> [DIRECTIONS]
Select and copy each line of the material that contains the string "Target".

##### SOURCE RECORDS

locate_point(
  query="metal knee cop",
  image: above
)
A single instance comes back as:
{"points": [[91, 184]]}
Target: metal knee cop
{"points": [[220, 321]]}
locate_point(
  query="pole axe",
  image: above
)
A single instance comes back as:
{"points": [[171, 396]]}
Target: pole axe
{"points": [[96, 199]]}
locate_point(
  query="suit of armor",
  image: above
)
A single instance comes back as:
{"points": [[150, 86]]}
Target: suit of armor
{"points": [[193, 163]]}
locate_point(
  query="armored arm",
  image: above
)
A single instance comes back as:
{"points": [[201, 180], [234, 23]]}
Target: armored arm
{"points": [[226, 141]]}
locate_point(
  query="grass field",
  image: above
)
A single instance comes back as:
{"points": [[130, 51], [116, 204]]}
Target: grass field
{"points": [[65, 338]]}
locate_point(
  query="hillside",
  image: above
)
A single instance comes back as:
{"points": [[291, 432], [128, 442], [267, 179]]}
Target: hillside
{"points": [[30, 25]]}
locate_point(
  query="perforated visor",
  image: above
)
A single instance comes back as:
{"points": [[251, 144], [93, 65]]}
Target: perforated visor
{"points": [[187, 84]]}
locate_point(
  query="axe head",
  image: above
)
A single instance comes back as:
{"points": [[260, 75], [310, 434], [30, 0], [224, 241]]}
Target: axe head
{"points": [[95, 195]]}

##########
##### SOURCE RECORDS

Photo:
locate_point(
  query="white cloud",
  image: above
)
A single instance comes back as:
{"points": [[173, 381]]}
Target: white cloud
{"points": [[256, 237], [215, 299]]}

##########

> [RESULT FOR THIS EXERCISE]
Target: metal knee cop
Target: pole axe
Target: suit of armor
Target: armored arm
Target: grass field
Target: hillside
Target: perforated visor
Target: axe head
Target: white cloud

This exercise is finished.